- [Provided entries]:
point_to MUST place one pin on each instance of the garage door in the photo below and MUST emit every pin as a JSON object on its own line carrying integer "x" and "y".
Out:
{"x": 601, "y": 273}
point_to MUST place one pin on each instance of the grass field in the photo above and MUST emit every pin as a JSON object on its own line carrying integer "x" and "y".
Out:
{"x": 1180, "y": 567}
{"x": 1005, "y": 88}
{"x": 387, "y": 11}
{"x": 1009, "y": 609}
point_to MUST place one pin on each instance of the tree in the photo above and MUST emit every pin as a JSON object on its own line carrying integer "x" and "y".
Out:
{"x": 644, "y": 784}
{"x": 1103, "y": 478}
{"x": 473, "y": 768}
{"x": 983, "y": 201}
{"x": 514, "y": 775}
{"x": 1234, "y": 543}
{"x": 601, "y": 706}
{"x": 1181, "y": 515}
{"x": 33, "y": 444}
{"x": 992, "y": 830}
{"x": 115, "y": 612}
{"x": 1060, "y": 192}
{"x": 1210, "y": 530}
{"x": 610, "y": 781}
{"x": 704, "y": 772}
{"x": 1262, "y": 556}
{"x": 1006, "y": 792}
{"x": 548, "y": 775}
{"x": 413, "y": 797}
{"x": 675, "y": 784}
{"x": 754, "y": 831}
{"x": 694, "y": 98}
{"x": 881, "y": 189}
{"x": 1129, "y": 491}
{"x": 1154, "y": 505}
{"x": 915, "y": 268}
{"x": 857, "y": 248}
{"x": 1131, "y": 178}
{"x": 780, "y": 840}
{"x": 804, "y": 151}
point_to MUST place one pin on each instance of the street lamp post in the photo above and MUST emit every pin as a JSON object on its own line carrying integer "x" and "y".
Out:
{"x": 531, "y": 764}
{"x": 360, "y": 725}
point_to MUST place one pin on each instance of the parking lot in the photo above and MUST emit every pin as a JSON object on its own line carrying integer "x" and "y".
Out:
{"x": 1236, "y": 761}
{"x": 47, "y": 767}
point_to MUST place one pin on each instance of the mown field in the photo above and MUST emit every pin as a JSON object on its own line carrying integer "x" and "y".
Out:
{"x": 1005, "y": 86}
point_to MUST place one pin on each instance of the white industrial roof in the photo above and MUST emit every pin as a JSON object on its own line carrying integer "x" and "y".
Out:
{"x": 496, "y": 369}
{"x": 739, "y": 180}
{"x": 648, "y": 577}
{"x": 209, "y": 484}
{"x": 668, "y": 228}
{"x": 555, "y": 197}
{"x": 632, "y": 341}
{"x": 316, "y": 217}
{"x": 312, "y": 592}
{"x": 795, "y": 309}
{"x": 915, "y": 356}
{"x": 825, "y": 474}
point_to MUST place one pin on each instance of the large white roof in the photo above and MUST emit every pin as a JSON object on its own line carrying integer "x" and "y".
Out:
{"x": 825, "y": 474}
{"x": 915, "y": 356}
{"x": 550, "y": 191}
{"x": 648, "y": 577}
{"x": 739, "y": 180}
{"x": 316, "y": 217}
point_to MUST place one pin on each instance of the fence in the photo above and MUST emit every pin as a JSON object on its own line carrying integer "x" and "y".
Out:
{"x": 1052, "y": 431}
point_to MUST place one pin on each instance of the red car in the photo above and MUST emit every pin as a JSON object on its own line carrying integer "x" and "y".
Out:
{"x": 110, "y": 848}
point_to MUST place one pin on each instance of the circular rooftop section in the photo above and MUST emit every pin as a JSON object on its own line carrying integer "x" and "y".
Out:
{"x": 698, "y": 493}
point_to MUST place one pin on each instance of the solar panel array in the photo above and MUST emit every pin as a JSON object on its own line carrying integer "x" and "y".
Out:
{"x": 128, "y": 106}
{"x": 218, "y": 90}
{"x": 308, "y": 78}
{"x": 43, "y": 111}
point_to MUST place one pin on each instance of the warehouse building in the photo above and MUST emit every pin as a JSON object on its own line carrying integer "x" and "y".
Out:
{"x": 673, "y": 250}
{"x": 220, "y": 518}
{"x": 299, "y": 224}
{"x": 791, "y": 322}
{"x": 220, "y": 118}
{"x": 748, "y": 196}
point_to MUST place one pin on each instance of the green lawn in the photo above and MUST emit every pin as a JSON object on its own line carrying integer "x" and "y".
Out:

- [Problem]: Please reproduce verbatim the stretch of the items from the line that contains "point_to MUST place one pin on each instance of the red" through the last line of the items.

- [Answer to this problem]:
point_to MUST place one pin on each instance of the red car in the photo above and MUST emit every pin as a JSON object on its own line carrying integer "x" and "y".
Out:
{"x": 110, "y": 848}
point_to MUST place one pin on each instance of the circular rooftop section in the photo above and MUST emit every pin as a JSON object on its own line carrying integer "x" and "y".
Out:
{"x": 698, "y": 493}
point_to MUST place one pin on each instance of the solar panel array in the photo above and MUST emit every pin as a JSON object on its own line carrying integer "x" and "y".
Out:
{"x": 128, "y": 106}
{"x": 218, "y": 90}
{"x": 308, "y": 78}
{"x": 43, "y": 111}
point_to MUST place one pin on each instance of the warehouse building in the photo above and MUST emit every pin as a JSON object on its own line carrying integer "x" and "y".
Out:
{"x": 673, "y": 250}
{"x": 220, "y": 518}
{"x": 299, "y": 224}
{"x": 791, "y": 322}
{"x": 220, "y": 118}
{"x": 748, "y": 196}
point_to MUST place one pin on each instance of the green lawn in the photo above and MUST emit every pin as a JSON object on its own line carrying integer "x" and "y".
Out:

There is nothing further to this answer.